*Aim*: Extract every line of the material below and reproduce each one character for character, changing nothing.

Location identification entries
/---

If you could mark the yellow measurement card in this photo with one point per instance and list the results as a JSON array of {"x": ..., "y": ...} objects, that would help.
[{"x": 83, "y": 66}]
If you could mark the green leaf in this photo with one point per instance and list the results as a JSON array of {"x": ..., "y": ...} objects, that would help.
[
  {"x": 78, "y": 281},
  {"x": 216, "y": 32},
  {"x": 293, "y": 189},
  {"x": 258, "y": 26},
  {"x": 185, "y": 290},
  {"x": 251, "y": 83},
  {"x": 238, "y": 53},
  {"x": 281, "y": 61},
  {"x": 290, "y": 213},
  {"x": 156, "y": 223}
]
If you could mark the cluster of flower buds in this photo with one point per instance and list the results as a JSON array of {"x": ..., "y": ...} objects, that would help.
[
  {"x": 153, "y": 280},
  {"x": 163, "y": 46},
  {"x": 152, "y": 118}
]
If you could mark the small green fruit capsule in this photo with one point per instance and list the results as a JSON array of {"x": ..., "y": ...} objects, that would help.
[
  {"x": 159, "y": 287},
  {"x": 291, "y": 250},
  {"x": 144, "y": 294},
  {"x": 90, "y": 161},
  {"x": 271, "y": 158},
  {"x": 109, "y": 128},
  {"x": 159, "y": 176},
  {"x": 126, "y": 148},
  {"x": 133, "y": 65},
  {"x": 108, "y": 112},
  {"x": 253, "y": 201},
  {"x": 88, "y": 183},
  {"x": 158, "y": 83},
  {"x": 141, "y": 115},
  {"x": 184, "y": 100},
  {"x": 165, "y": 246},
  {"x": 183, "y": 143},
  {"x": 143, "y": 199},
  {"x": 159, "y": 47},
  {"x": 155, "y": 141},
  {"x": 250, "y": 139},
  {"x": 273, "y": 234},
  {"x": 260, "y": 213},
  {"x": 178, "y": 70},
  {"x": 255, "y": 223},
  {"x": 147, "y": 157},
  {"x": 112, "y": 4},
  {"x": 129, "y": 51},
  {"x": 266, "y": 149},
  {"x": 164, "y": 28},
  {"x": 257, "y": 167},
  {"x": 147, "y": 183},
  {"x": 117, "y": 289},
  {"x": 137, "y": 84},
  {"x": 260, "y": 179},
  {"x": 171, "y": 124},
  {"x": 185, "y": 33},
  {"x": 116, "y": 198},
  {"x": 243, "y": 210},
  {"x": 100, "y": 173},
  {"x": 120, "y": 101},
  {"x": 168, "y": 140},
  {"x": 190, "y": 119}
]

\---

*Task answer*:
If you could mark the yellow measurement card in this photo with one point per instance and list the results as a JSON array of {"x": ..., "y": ...} objects, that would help.
[{"x": 83, "y": 66}]
If you could mark the green leaf in this photo with one point per instance and list the results as a JSON array of {"x": ..., "y": ...} objects, that would help.
[
  {"x": 78, "y": 281},
  {"x": 216, "y": 32},
  {"x": 293, "y": 189},
  {"x": 258, "y": 26},
  {"x": 185, "y": 290},
  {"x": 251, "y": 83},
  {"x": 238, "y": 53},
  {"x": 281, "y": 61},
  {"x": 290, "y": 213},
  {"x": 156, "y": 223}
]
If you could mark the cluster of flower buds in this photo with one point per instance and list the results as a JSON array of {"x": ..., "y": ...} objects, that would help.
[
  {"x": 153, "y": 280},
  {"x": 163, "y": 46},
  {"x": 152, "y": 118}
]
If you could mark the small green fruit capsule in this photo with one point per instance and list the results as a JSON array of {"x": ..., "y": ...} objects, that would help.
[
  {"x": 159, "y": 287},
  {"x": 291, "y": 250},
  {"x": 144, "y": 294},
  {"x": 90, "y": 161},
  {"x": 271, "y": 158},
  {"x": 109, "y": 128},
  {"x": 159, "y": 176},
  {"x": 126, "y": 148},
  {"x": 133, "y": 65},
  {"x": 108, "y": 112},
  {"x": 253, "y": 201},
  {"x": 88, "y": 183},
  {"x": 158, "y": 83},
  {"x": 141, "y": 115},
  {"x": 184, "y": 100},
  {"x": 165, "y": 246},
  {"x": 183, "y": 143},
  {"x": 143, "y": 199},
  {"x": 159, "y": 47},
  {"x": 155, "y": 141},
  {"x": 250, "y": 139},
  {"x": 273, "y": 234},
  {"x": 260, "y": 213},
  {"x": 178, "y": 70},
  {"x": 255, "y": 223},
  {"x": 147, "y": 157},
  {"x": 112, "y": 4},
  {"x": 129, "y": 51},
  {"x": 266, "y": 149},
  {"x": 164, "y": 28},
  {"x": 257, "y": 167},
  {"x": 147, "y": 183},
  {"x": 117, "y": 289},
  {"x": 137, "y": 84},
  {"x": 260, "y": 179},
  {"x": 171, "y": 124},
  {"x": 185, "y": 33},
  {"x": 116, "y": 198},
  {"x": 243, "y": 210},
  {"x": 100, "y": 173},
  {"x": 120, "y": 101},
  {"x": 168, "y": 140},
  {"x": 190, "y": 119}
]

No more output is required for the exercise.